Selected excerpt:
- - -

More info at Avalanche.org

Avalanche danger is on the rise today and although skies clear up for Monday, the danger likely will not. There are a few key ingredients making this a concerning set-up:

  • New snow is falling on 3-8″ of old rotten faceted snow above 2000′ (see photo below). This is expected to create a very poor bond between the new and old snow. After the storm passes, triggering an avalanche will still be likely due to the expected poor bonding, including remotely trigged avalanches.
  • The storm is coming in ‘upside-down’. This means the storm is warming up as it passes and denser/warmer snow is falling on lighter/cooler snow. This creates a slab avalanche issue in and of itself.
  • Wind! Strong winds are no doubt blowing new snow into slabs as we speak. If these wind slabs are sitting on older faceted snow, they are not likely to bond quickly and can be dangerous days after the storm ends.
  • Expected slab thicknesses by Monday should be anywhere from 8″ to 2 feet.

- - -

Data shown:
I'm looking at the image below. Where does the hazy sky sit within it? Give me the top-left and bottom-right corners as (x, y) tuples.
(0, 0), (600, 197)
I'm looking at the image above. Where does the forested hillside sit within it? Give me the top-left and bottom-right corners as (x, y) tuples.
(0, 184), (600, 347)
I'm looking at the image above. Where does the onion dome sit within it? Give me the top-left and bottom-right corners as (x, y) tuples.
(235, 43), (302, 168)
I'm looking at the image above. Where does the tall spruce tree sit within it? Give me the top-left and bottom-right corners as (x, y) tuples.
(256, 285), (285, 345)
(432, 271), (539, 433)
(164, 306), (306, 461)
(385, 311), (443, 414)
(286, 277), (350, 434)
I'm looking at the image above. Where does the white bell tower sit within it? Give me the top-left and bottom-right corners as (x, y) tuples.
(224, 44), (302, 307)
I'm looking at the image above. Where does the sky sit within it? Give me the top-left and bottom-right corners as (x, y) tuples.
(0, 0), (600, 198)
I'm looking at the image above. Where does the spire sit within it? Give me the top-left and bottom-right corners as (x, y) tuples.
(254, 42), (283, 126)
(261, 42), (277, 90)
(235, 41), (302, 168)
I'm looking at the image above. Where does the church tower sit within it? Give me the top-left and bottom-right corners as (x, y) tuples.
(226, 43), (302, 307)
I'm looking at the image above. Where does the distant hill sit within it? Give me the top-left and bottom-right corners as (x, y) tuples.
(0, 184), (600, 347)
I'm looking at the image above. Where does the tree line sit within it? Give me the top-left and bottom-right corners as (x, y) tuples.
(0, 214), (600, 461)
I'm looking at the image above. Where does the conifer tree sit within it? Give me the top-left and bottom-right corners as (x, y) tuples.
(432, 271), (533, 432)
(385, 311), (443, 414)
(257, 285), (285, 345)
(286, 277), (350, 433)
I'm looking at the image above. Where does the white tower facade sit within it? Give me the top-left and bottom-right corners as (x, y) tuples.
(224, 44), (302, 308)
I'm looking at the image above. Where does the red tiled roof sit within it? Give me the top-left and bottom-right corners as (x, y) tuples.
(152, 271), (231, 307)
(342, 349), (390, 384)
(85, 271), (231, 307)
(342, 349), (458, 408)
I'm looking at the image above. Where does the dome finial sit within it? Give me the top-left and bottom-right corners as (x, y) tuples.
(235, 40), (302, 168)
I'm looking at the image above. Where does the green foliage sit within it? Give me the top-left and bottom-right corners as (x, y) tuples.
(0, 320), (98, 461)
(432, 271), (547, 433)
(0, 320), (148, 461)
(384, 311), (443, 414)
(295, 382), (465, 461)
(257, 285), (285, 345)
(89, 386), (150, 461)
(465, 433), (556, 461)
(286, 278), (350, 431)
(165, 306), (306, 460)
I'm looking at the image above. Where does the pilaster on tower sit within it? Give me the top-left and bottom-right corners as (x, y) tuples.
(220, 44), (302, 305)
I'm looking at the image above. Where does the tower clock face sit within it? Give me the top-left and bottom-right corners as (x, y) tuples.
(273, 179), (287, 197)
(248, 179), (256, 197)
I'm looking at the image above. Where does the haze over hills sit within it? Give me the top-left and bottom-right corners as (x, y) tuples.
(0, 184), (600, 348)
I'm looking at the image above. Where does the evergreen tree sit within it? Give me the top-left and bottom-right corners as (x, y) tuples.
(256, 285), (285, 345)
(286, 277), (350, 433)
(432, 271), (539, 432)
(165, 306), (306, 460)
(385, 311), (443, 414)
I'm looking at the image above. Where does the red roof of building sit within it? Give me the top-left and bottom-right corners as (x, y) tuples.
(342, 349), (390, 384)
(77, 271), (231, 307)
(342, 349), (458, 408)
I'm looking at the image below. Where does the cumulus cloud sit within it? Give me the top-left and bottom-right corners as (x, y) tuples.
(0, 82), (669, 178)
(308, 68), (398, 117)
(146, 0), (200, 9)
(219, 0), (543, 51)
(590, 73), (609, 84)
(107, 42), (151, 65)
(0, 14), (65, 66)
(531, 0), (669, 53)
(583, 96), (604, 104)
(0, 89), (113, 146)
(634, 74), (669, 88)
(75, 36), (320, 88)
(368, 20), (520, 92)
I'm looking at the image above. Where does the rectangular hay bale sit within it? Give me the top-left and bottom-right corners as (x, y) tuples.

- - -

Exercise set:
1 > From the records, print every line beginning with the one that contains "I'm looking at the image above. Where does the tower" and ending with the one that contains "(0, 184), (600, 348)", with both of those lines included.
2 > Carry on the avalanche danger forecast after its final bullet point.
The avalanche forecast and the records have no connection to each other.

Task results:
1 >
I'm looking at the image above. Where does the tower clock face sit within it? Give me the top-left and bottom-right corners as (x, y) tuples.
(273, 179), (287, 197)
(248, 179), (256, 197)
I'm looking at the image above. Where does the haze over hills sit within it? Give me the top-left and bottom-right corners as (x, y) tuples.
(0, 184), (600, 348)

2 >
*It’s game on in the backcountry. Today is a good day to let the mountains do their thing and when the weather quiets down, keep our guard up. Even in areas like Turnagain with hardly any snow, if the conditions are right it doesn’t take much to slide and cause serious problems. Watch for the RED FLAGS: Cracking in the snow, whumpfing and of course any recent avalanches.

This image is from the Seattle Ridge weather station and shows Turnagain Pass yesterday (Nov 7) just before the storm moved in.

 



Quick check for us all: Is our RESCUE GEAR in order??

Make sure your avalanche rescue gear is in order. This means:
– Your shovel and probe assemble properly and no parts are rusted and/or worn out.
– Your beacon has fresh batteries and your terminals are not corroded.
– Brush up on how to use your avalanche beacon – turn it on, does it pick up another beacon properly and vice versa?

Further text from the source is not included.